# [EXERCISE DIRECTIONS]
Count the lines in the entries below that contain the string "rough", with case counting. Reply with the number alone.

# [INPUT RECORDS]
# # #
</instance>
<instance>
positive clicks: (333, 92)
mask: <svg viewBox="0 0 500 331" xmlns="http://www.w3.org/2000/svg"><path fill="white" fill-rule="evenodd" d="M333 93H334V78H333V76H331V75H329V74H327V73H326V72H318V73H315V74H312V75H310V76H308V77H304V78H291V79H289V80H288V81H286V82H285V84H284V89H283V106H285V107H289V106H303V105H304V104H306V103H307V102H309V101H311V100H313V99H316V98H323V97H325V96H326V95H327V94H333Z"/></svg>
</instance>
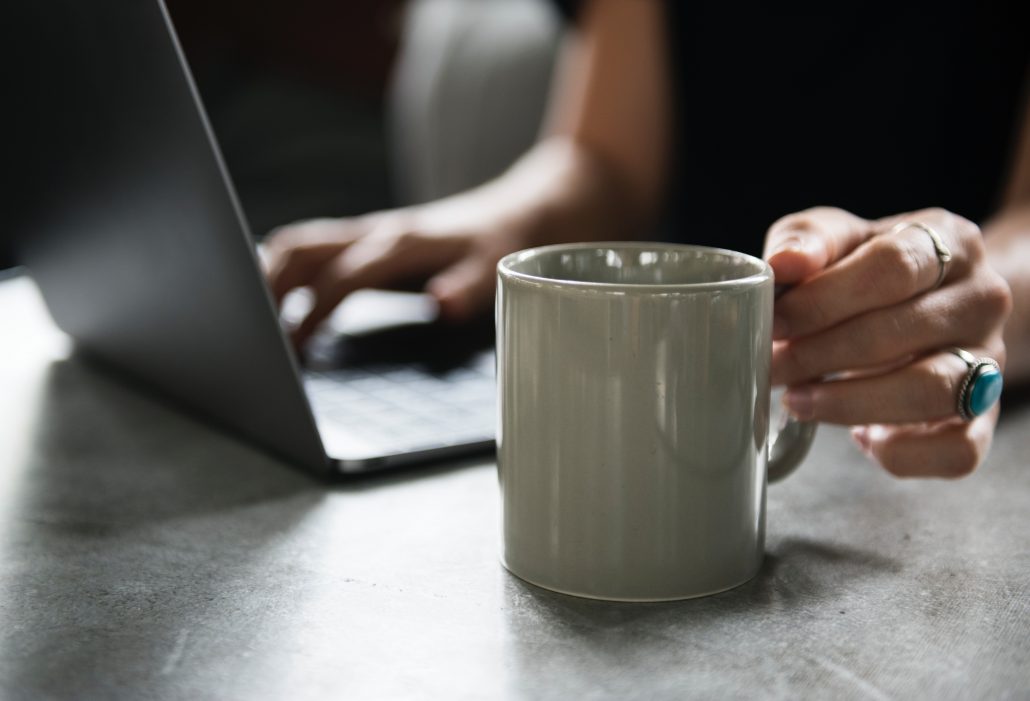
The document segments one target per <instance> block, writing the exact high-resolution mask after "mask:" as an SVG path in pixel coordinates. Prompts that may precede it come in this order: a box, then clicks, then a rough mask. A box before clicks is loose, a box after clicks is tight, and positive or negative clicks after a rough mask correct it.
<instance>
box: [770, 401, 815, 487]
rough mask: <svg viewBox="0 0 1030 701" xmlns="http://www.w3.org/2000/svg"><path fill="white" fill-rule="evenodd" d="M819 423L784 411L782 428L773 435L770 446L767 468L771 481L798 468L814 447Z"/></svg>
mask: <svg viewBox="0 0 1030 701" xmlns="http://www.w3.org/2000/svg"><path fill="white" fill-rule="evenodd" d="M818 425H819V424H817V423H815V422H813V421H798V420H797V419H794V418H793V417H791V416H790V414H788V413H787V412H784V413H783V418H782V419H781V421H780V430H778V431H777V433H776V435H775V436H773V443H771V445H770V446H769V460H768V467H767V468H766V470H765V475H766V480H767V481H768V482H769V483H773V482H779V481H780V480H782V479H784V478H785V477H787V476H788V475H790V474H791V472H793V471H794V470H795V469H797V466H798V465H800V464H801V461H802V460H804V456H805V455H808V454H809V449H810V448H812V442H813V440H815V437H816V427H817V426H818Z"/></svg>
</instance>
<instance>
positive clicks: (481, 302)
mask: <svg viewBox="0 0 1030 701" xmlns="http://www.w3.org/2000/svg"><path fill="white" fill-rule="evenodd" d="M495 269H496V262H495V261H491V260H489V259H487V257H486V256H482V255H469V256H467V257H464V258H461V259H460V260H458V261H457V262H455V264H454V265H453V266H451V267H449V268H446V269H444V270H443V271H442V272H440V273H438V274H437V275H435V276H434V277H433V278H431V279H430V281H428V282H427V283H425V291H427V292H428V293H430V294H432V295H433V296H434V297H436V300H437V304H439V305H440V315H441V316H442V317H443V318H445V319H447V320H448V321H465V320H468V319H470V318H472V317H473V316H475V315H476V314H478V313H480V312H483V311H485V310H487V309H489V307H490V305H491V304H492V302H493V290H494V287H495V286H496V274H495Z"/></svg>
# # #
# [PROBLEM SOLUTION]
2